**文書の抜粋:**

+++++

(粉をひくマリの女性 “flickr”より By Erwin Bolwidt (El Rabbit)
http://www.flickr.com/photos/erwinb/194159227/)
【「イスラム教への冒涜」】
女性の社会的権利や役割についてどのように考えられているかは、各々の文化で大きな違いがあります。
その文化や社会の仕組みをよく理解せず、自分の社会の価値観だけで断罪するのは間違っている・・・と言われれば確かにそうでしょう。
ただ、そうは言っても、その社会で優位な立場にいる男性が“当たり前のこと”として無視している現実、女性に過度の負担が負わされている現実も、やはり存在しているようにも思えます。
****女性の権利を向上させる「家族法」、5万人の抗議デモで頓挫 マリ*****
西アフリカのマリで、女性に対しこれまで以上の権利を認める新しい家族法が議会を通過したが、これがイスラム保守派らの激しい怒りを招き、大統領が議会に見直しを迫る事態にまで追い込まれている。
女性の権利の強化を狙ったこの法案は、約10年前から修正を重ねながらも議題に上っていたが、前月始めに議会で過半数の賛成を得て承認された。
その内容は、結婚は民事婚のみ認める、結婚可能年齢を18歳に引き上げる、別居状態が3年続いた場合にのみ離婚を認める、婚外子にも相続権を与える、など。同国ではこれまで、結婚年齢に関する規定はなく、しきたりにより13歳や14歳で結婚させられる少女もいた。

+++++

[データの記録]
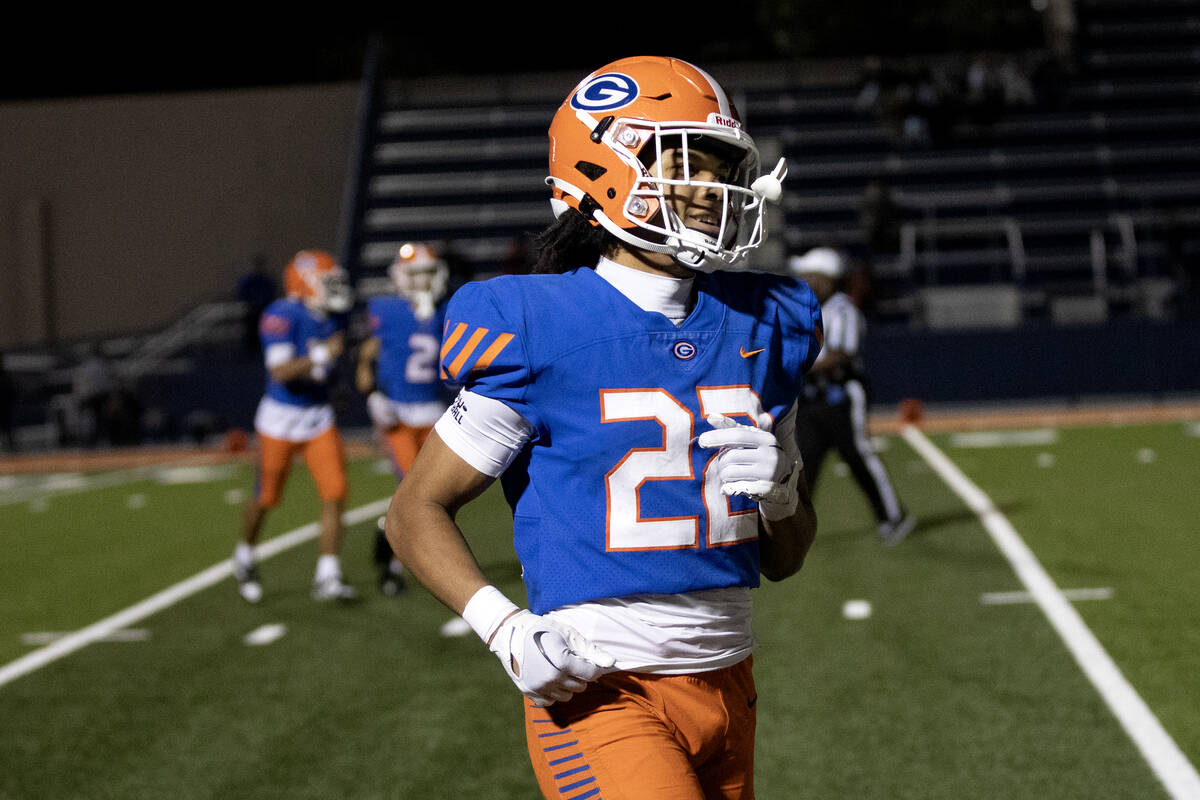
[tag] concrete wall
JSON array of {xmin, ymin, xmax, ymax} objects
[{"xmin": 0, "ymin": 83, "xmax": 359, "ymax": 348}]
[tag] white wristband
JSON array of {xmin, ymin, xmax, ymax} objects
[{"xmin": 462, "ymin": 584, "xmax": 521, "ymax": 644}]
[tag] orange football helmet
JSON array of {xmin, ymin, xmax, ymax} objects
[
  {"xmin": 283, "ymin": 249, "xmax": 354, "ymax": 313},
  {"xmin": 388, "ymin": 242, "xmax": 450, "ymax": 319},
  {"xmin": 546, "ymin": 56, "xmax": 787, "ymax": 271}
]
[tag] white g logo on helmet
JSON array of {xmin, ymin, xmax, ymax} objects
[{"xmin": 571, "ymin": 72, "xmax": 638, "ymax": 112}]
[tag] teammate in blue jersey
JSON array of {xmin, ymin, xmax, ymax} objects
[
  {"xmin": 233, "ymin": 249, "xmax": 355, "ymax": 602},
  {"xmin": 355, "ymin": 242, "xmax": 450, "ymax": 596},
  {"xmin": 388, "ymin": 56, "xmax": 821, "ymax": 800}
]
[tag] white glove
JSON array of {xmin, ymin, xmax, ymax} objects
[
  {"xmin": 696, "ymin": 414, "xmax": 800, "ymax": 521},
  {"xmin": 462, "ymin": 587, "xmax": 616, "ymax": 706},
  {"xmin": 367, "ymin": 390, "xmax": 400, "ymax": 431}
]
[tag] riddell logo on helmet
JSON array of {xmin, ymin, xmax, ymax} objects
[
  {"xmin": 571, "ymin": 72, "xmax": 638, "ymax": 112},
  {"xmin": 708, "ymin": 113, "xmax": 742, "ymax": 131}
]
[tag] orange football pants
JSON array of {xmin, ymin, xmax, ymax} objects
[
  {"xmin": 257, "ymin": 427, "xmax": 347, "ymax": 509},
  {"xmin": 383, "ymin": 423, "xmax": 433, "ymax": 479},
  {"xmin": 526, "ymin": 658, "xmax": 757, "ymax": 800}
]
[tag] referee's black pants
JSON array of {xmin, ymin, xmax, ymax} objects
[{"xmin": 796, "ymin": 381, "xmax": 904, "ymax": 523}]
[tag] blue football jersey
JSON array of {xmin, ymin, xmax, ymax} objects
[
  {"xmin": 442, "ymin": 269, "xmax": 821, "ymax": 613},
  {"xmin": 258, "ymin": 300, "xmax": 340, "ymax": 407},
  {"xmin": 367, "ymin": 296, "xmax": 445, "ymax": 403}
]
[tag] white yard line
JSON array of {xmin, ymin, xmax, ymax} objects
[
  {"xmin": 900, "ymin": 426, "xmax": 1200, "ymax": 800},
  {"xmin": 979, "ymin": 587, "xmax": 1112, "ymax": 606},
  {"xmin": 0, "ymin": 498, "xmax": 391, "ymax": 686}
]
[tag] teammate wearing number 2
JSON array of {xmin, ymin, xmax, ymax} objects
[
  {"xmin": 354, "ymin": 242, "xmax": 450, "ymax": 596},
  {"xmin": 388, "ymin": 56, "xmax": 821, "ymax": 800}
]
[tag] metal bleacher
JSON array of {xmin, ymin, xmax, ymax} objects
[{"xmin": 344, "ymin": 0, "xmax": 1200, "ymax": 324}]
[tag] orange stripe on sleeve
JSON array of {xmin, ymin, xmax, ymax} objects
[
  {"xmin": 449, "ymin": 327, "xmax": 487, "ymax": 378},
  {"xmin": 438, "ymin": 320, "xmax": 467, "ymax": 380},
  {"xmin": 472, "ymin": 333, "xmax": 512, "ymax": 379}
]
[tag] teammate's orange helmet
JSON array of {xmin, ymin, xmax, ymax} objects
[
  {"xmin": 546, "ymin": 56, "xmax": 786, "ymax": 270},
  {"xmin": 388, "ymin": 242, "xmax": 450, "ymax": 319},
  {"xmin": 283, "ymin": 249, "xmax": 354, "ymax": 313}
]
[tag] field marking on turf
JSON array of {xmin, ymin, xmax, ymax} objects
[
  {"xmin": 20, "ymin": 627, "xmax": 150, "ymax": 645},
  {"xmin": 241, "ymin": 622, "xmax": 288, "ymax": 645},
  {"xmin": 979, "ymin": 587, "xmax": 1114, "ymax": 606},
  {"xmin": 0, "ymin": 498, "xmax": 391, "ymax": 686},
  {"xmin": 950, "ymin": 428, "xmax": 1058, "ymax": 447},
  {"xmin": 900, "ymin": 426, "xmax": 1200, "ymax": 800},
  {"xmin": 0, "ymin": 465, "xmax": 241, "ymax": 505}
]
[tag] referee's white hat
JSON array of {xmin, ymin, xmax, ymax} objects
[{"xmin": 787, "ymin": 247, "xmax": 846, "ymax": 278}]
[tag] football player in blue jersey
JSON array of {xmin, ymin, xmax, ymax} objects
[
  {"xmin": 388, "ymin": 56, "xmax": 821, "ymax": 800},
  {"xmin": 233, "ymin": 249, "xmax": 355, "ymax": 603},
  {"xmin": 355, "ymin": 242, "xmax": 450, "ymax": 596}
]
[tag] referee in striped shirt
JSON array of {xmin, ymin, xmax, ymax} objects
[{"xmin": 787, "ymin": 247, "xmax": 917, "ymax": 545}]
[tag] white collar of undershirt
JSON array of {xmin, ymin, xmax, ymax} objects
[{"xmin": 596, "ymin": 257, "xmax": 695, "ymax": 325}]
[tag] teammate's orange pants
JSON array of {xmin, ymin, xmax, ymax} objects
[
  {"xmin": 257, "ymin": 428, "xmax": 347, "ymax": 509},
  {"xmin": 383, "ymin": 423, "xmax": 433, "ymax": 477},
  {"xmin": 526, "ymin": 658, "xmax": 757, "ymax": 800}
]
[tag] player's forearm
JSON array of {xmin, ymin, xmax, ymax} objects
[
  {"xmin": 758, "ymin": 475, "xmax": 817, "ymax": 581},
  {"xmin": 271, "ymin": 355, "xmax": 317, "ymax": 384},
  {"xmin": 386, "ymin": 482, "xmax": 488, "ymax": 614}
]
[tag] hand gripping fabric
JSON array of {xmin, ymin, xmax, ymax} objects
[
  {"xmin": 697, "ymin": 414, "xmax": 800, "ymax": 521},
  {"xmin": 462, "ymin": 587, "xmax": 616, "ymax": 706}
]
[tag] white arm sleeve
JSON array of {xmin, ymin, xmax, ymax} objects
[{"xmin": 433, "ymin": 389, "xmax": 534, "ymax": 477}]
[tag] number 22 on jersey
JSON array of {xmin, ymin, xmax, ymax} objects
[{"xmin": 600, "ymin": 386, "xmax": 763, "ymax": 551}]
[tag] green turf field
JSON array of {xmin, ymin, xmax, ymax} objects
[{"xmin": 0, "ymin": 423, "xmax": 1200, "ymax": 800}]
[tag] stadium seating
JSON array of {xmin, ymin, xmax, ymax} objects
[{"xmin": 344, "ymin": 0, "xmax": 1200, "ymax": 324}]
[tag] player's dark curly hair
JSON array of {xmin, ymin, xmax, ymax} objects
[{"xmin": 532, "ymin": 209, "xmax": 617, "ymax": 273}]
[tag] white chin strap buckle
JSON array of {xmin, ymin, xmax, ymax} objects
[{"xmin": 750, "ymin": 158, "xmax": 787, "ymax": 203}]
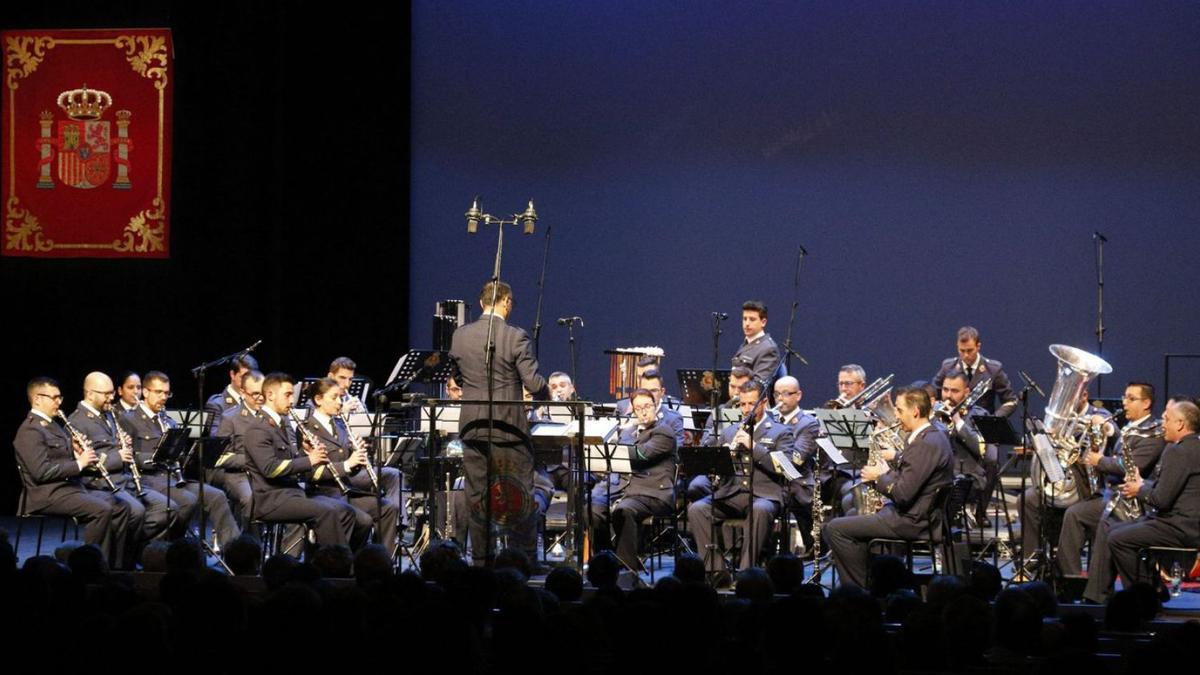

+++++

**問題文:** マリの家族法と女性の権利についての文章を、最後の文のあとから続けて書いてください。 この資料は使わなくてもかまいません。

**解答:**
だが、同国のイスラム高等評議会は、同法を「イスラム教への冒涜(ぼうとく)」と断罪。前月22日には、首都バマコのサッカースタジアムに約5万人が集まり、同法への抗議デモを行った。会場には、「西洋文明は罪悪だ!」「マリ国民を分断する法律にはノー!」といった横断幕が掲げられた。
一方、デモを扇動したイマーム(イスラム教指導者)らは、「法案を支持する者たちはアラーを裏切った。今後は、彼らとその家族に対するいかなる宗教儀式も行わない」という旨の声明を発表した。
一連の抗議を受けてアマドゥ・トゥマニ・トゥーレ大統領は、同法を発効させるための署名を取りやめ、議会に差し戻した。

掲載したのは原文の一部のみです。